* [The problem]: Please copy out every line of the listing below word for word, changing nothing.

* [Stored data]:
====
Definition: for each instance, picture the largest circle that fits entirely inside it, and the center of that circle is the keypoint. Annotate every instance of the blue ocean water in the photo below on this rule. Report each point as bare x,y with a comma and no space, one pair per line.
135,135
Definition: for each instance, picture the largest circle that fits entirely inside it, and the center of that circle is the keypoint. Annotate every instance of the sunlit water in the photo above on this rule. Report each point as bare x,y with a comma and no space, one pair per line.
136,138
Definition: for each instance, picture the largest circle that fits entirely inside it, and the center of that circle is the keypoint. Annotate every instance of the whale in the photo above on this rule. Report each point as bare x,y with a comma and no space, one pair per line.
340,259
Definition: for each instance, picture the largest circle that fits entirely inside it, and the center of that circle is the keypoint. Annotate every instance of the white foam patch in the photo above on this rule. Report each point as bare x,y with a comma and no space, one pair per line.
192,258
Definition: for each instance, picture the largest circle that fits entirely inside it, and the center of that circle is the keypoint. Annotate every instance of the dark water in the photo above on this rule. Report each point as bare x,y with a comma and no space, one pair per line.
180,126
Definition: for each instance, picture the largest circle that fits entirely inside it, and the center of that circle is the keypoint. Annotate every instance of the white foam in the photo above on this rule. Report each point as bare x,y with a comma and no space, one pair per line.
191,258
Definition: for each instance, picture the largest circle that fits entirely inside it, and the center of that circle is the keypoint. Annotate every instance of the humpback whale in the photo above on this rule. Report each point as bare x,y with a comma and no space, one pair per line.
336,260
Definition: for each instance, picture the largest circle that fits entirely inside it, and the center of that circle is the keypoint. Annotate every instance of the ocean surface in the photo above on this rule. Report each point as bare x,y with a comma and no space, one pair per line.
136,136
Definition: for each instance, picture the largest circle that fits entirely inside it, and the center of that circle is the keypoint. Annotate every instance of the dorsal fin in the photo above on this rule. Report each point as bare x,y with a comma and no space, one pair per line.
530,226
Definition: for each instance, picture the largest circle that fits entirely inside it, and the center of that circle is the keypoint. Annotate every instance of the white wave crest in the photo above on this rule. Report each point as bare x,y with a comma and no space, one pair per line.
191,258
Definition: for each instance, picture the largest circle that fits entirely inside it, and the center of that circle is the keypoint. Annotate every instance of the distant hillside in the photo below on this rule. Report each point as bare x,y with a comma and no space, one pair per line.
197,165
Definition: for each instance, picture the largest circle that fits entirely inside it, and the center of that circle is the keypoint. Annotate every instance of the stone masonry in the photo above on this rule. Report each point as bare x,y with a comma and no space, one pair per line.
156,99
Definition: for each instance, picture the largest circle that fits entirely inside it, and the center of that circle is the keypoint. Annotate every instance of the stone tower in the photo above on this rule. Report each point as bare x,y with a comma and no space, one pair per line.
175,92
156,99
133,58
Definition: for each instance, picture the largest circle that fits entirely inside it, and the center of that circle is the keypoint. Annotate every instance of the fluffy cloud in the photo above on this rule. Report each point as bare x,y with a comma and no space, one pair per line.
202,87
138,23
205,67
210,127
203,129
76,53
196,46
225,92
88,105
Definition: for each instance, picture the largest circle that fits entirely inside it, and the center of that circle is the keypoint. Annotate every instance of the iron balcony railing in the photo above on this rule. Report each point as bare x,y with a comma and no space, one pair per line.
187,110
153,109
====
* [Completed task]:
Definition: for each instance, picture the largest circle that fits entirely inside it, and the center of that circle is the keypoint. Annotate every instance of the blue ocean water in the photo below on this rule. Report each point as bare x,y with a comma and no space, one pair per line.
135,135
Definition: for each instance, picture the largest circle that fits entirely inside it, and the center of that circle is the keypoint. Annotate every instance of the sunlit water in the photo above on this rule. Report each point as bare x,y with a comma and no space, one pair per line.
136,138
Definition: for each instance, picture the largest circle that fits entirely inside it, and the center of that circle is the keypoint. Annotate every instance of the whale in the photo above on this rule. Report each point as bare x,y with a comma and no space, one pair per line.
340,259
Definition: for each instance, picture the largest circle that fits entirely inside it, and the center of that circle is the keypoint. Annotate every instance of the white foam patch in the photo above on this rule. Report each point as bare x,y with a comma and no space, one pair per line.
192,258
Definition: for each instance, picture the largest circle that fits entirely inside it, and the center of that circle is the keypoint. Annotate every instance of the dark water in the photo above on this rule. Report each point as bare x,y with a comma and no space, one pair per line.
180,126
Definition: for each instance, picture the largest circle that fits entirely inside it, and the center of that circle is the keypoint. Annotate every instance of the white foam in the photo above on this rule. Report each point as bare x,y with a comma and no space, one pair per line.
191,258
Definition: for each instance, picture the largest circle that fits entirely inside it, and the center of that circle is the keypoint. Annotate every instance of the humpback whale in the photo above on this rule. Report each point as bare x,y with a comma and no space, one pair per line.
336,260
Definition: for each instance, picture the largest circle that fits entirely inside it, and the center of that circle is the keypoint. Annotate every instance of the ocean surface in the photo above on this rule. Report each point as bare x,y with a comma and no space, one pair per line.
136,136
Definition: for each instance, picture the largest circle that fits entirely inside it, and the center of that circle is the keypoint. Annotate every instance of the dorsal fin in the photo above on this rule. Report each point as bare x,y with a comma and no space, one pair per line.
530,226
Definition: for each instance, picture the largest circle that fits entirely inside it, and the center of that circle is the keypoint. Annotate every instance of the white wave crest in the photo above on this rule. Report each point as bare x,y with a comma and no space, one pair per line.
191,258
Definition: for each instance, picture the largest circle that fits entirely inside it, and the center of that circle is the keypoint. Annotate every instance of the distant hillside in the photo below on this rule. Report each point as bare x,y with a comma and no space, one pair per line.
197,165
Definition: for each instance, picture the largest circle that fits entirely inside it, and the center of that circle is the keypoint. Annotate every instance of the stone masonry in the photo above on this rule. Report each point as bare x,y with a comma and no space, one pair per line.
156,99
Definition: for each instance, picture the largest circle that fits entirely inside it, and the center of that circle is the keypoint. Annotate every instance of the stone tower in the photo above on this rule. Report each point as bare x,y with a comma and no space, one pair per line.
175,92
156,99
133,58
Definition: for each instance, picture the largest circle that fits entirely inside it, and the center of that circle is the keypoint. Annotate every instance of the fluffy cloud in the photo above on this rule. Report each point as bare x,y with a comma and no space, one pair per line.
202,87
138,23
205,67
210,127
203,129
76,53
196,46
225,92
88,105
Definition: for each instance, picture the largest circle that fits entirely inside it, and the center of that circle is the keypoint. Annotate every instance of the iron balcony railing in the photo above on this rule. Report each point as bare x,y with a comma and no space, one pair per line.
187,110
153,109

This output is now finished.